Coordinate annotation items:
· · · ·

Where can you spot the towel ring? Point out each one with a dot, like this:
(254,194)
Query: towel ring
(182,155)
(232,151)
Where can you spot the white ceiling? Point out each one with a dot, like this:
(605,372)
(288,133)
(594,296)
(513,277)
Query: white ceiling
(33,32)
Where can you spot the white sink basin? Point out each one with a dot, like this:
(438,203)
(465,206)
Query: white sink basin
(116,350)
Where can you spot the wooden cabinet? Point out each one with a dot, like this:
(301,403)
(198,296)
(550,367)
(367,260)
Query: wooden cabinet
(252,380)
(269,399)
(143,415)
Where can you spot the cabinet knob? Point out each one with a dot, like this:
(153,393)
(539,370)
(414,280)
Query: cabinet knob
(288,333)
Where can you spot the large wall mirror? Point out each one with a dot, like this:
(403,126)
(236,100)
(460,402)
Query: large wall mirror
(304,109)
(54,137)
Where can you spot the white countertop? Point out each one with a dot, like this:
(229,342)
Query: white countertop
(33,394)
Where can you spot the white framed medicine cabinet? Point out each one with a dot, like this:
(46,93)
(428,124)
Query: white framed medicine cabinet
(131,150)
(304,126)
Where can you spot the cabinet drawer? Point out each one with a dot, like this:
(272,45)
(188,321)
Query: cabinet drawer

· · · ·

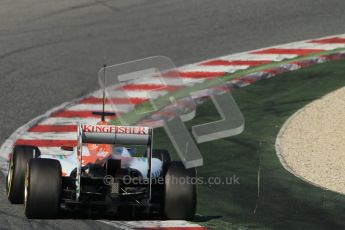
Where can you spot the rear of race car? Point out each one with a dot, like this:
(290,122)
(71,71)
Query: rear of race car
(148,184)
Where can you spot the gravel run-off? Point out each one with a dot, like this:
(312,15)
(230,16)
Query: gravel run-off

· · · ·

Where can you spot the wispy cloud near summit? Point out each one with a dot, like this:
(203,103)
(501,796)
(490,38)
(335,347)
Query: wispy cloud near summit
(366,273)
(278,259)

· · · ·

WHAT YOU ARE ASKED TO DO: Update the items from the line with "Where can you spot the gravel" up to and including the line with "Query: gravel run-off" by replacing "gravel run-off" with "gravel trap", leaving all else unchanged. Return only those lines.

FINAL RESULT:
Where can you spot the gravel trap? Point out each one with a dot, like this:
(312,15)
(230,16)
Query: gravel trap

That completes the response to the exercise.